Requirement 1: Pull out every line of the rows below that contains the word "Target".

--------

Dimapur, Sep. 21: Naga women, for centuries, were unable to inherit land because of patriarchal customary laws. However, some parents now write wills and gift deeds are prepared to leave behind for their daughters. This practice is especially taking place within “educated and wealthy families”, according to Adani Ngullie, an assistant professor of History at Unity College, Dimapur.

Addressing the second day of a national seminar on ‘The concept of property in Naga customary tradition’ held at Immanuel College on Saturday, she said that this system is yet to reach the rural areas ‘where women are usually found to be poor’.

Ngullie was speaking on the topic ‘Lotha Naga women: Marriage, divorce and inheritance’.

The Lotha Nagas, she said, practised two kinds of marriages: arranged and negotiated marriage. Generally, marriage by negotiations was an accepted rule among the Lothas but instances of love-marriage also existed and all these operated within the patriarchal structure of the Naga society, according to her.

Polygamy was popular but confined only to the village chiefs, great warriors and to the wealthy section of the society, said Ngullie.

She said if a Lotha wife was found to be barren, the husband had every right to take another wife without divorcing his first wife. “The society being patriarchal, the birth of a male child was eagerly awaited and greatly rejoiced than the birth of a female child. And it was not unnatural to look down on women if she failed to give birth to a son and a barren woman,” Ngullie said

According to her, in the present context, there are instances where the husband can divorce his wife and marry another woman if the wife fails to give birth to a son. The custody of the children goes to the father, whatever the reason of the divorce may be.

“In rare cases, if the child is a girl, then custody is given to the mother. The same case goes with a widow; the children are always taken away by her late husband’s relatives if she goes for remarriage,” she said.

Inheritance of property

“Property is inherited by male heir and women are not entitled to inherit immovable and ancestral property. In the absence of male heir, the nearest male relative would inherit the property. According to the custom, the youngest son is entitled to a lion’s share of property including the parental house. But immovable property like land is equally shared by all the sons. If the daughter is unmarried then she stays at the parents’ house but she is just a keeper; she does not have the right to sell or say over her parent’s property. Once the daughter gets married then she loses the right to her parental properties,” Ngullie said.

Under Article 371 A, the strict adherence to customary law denies the fundamental rights of Naga women granted by the Constitution of India, she contended.

--------

Requirement 2: Please retype the stretch of the article on Naga women's inheritance from "Addressing the second" through "to be poor’.".

Task input:
--------

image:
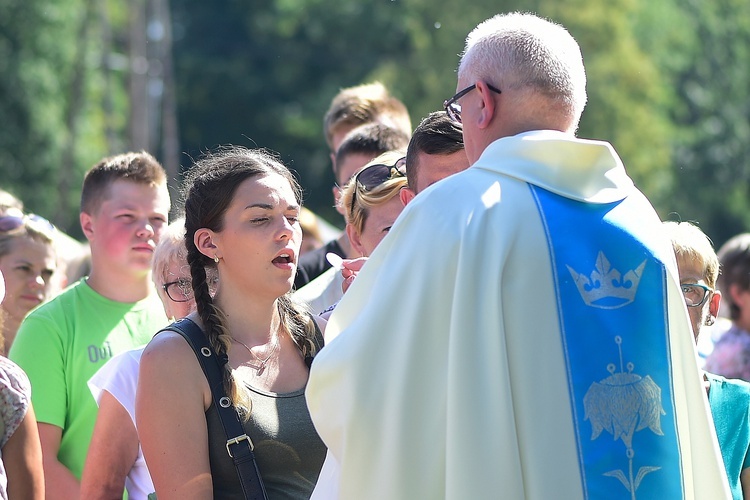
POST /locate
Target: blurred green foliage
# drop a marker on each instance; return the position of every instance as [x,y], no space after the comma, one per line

--------

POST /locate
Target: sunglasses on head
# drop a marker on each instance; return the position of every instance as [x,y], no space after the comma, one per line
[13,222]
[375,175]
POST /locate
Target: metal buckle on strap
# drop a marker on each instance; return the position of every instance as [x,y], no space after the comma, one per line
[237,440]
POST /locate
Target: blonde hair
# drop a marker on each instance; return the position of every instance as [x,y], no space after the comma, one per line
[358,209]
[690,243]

--------

Exercise answer 1:
Target: blurred green foliage
Target: sunglasses on head
Target: metal buckle on strap
Target: blonde hair

Exercise answer 2:
Addressing the second day of a national seminar on ‘The concept of property in Naga customary tradition’ held at Immanuel College on Saturday, she said that this system is yet to reach the rural areas ‘where women are usually found to be poor’.